Exercise instructions: Everything from the line containing "Target: person in blue jacket" through the end of the entries should be output exactly; nothing before it is wanted.

[Exercise input]

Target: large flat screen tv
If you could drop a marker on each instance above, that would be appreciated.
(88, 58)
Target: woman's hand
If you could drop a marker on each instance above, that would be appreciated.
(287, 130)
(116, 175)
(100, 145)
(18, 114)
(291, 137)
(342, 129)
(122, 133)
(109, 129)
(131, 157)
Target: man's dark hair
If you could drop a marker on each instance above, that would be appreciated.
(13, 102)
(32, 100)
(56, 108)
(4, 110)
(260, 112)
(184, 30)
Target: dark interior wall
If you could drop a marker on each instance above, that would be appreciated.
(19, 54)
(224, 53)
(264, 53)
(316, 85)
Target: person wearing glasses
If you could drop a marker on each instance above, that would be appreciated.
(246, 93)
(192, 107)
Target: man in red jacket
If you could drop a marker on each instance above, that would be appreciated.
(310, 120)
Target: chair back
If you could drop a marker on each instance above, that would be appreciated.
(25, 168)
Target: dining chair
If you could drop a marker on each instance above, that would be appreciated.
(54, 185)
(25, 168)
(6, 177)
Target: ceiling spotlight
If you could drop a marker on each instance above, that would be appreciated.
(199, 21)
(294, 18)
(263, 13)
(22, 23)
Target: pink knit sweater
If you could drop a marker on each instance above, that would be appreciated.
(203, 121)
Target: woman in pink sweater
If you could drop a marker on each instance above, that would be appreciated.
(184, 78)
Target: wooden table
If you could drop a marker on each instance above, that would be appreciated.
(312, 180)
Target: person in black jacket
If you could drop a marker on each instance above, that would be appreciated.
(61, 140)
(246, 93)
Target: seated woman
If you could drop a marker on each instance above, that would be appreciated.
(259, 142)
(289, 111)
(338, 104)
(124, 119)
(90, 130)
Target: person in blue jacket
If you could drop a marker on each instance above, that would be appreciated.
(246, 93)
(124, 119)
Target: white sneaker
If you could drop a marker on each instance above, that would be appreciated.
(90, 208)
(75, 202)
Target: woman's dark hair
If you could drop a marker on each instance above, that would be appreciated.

[/Exercise input]

Response to this exercise:
Target: person in blue jacket
If you could drop a marker on each instance above, that would be appreciated.
(246, 93)
(124, 119)
Target: white sneaker
If you could drop a marker on each instance above, that would be appreciated.
(90, 208)
(75, 202)
Target: woman's dark hair
If you could drop a marker on each instance above, that would be appreciated.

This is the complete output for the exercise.